• [DATA FOR ANALYSIS]:
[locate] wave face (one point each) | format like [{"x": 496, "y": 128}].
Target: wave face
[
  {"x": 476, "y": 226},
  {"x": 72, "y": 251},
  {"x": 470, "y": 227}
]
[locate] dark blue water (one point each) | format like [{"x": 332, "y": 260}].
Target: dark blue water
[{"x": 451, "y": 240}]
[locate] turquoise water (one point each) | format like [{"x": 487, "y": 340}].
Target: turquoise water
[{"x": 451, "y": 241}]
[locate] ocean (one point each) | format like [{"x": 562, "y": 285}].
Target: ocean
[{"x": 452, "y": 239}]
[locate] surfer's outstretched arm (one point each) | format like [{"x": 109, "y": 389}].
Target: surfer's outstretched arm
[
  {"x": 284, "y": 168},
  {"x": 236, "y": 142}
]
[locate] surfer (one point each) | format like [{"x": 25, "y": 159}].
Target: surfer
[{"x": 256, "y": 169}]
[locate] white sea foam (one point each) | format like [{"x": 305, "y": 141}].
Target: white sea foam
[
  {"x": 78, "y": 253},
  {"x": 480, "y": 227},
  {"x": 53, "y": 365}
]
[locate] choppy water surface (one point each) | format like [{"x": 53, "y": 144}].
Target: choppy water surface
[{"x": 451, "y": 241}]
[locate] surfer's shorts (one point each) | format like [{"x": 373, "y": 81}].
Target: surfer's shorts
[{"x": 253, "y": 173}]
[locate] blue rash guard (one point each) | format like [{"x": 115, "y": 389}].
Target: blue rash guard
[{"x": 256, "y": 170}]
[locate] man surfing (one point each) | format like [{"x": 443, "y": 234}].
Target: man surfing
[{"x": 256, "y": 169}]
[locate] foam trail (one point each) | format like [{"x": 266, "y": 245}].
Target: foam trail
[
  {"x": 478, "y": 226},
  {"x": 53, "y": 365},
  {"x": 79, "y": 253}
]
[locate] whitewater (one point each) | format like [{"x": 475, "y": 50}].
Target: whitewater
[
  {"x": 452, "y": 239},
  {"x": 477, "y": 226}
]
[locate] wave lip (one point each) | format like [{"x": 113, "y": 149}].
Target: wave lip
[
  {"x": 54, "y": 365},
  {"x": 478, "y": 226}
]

...

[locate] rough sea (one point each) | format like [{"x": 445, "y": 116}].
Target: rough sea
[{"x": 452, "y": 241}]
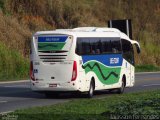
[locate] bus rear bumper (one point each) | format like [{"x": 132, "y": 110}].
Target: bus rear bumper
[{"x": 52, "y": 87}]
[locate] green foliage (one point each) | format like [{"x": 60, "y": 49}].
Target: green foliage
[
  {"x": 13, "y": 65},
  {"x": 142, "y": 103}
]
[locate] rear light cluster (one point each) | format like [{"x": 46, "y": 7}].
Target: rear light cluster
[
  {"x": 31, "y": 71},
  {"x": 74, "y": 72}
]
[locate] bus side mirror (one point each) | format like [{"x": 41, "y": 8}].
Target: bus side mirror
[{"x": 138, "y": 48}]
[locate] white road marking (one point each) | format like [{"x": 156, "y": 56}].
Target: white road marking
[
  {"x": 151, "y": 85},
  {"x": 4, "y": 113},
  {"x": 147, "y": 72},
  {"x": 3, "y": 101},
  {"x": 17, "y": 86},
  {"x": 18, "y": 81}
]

---

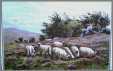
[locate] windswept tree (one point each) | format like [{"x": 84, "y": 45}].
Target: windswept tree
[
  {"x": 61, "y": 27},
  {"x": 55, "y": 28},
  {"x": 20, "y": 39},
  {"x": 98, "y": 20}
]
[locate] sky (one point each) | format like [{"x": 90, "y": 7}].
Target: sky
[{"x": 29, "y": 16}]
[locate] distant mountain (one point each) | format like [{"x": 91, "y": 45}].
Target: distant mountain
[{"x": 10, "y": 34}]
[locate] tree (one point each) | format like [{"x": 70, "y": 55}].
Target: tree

• [WHAT IS REQUIRED]: Within the listing above, locate the line containing "Target: dark blue water" and the line containing "[locate] surfer's outstretched". Reproduce those two lines and all lines between them exactly, with nothing added.

• [EXERCISE RESPONSE]:
Target: dark blue water
[{"x": 451, "y": 240}]
[locate] turquoise water (one point each) | format like [{"x": 487, "y": 340}].
Target: turquoise water
[{"x": 451, "y": 241}]
[locate] ocean (one point each) | format like [{"x": 562, "y": 285}].
Target: ocean
[{"x": 452, "y": 239}]
[locate] surfer's outstretched arm (one point each) | format like [{"x": 109, "y": 389}].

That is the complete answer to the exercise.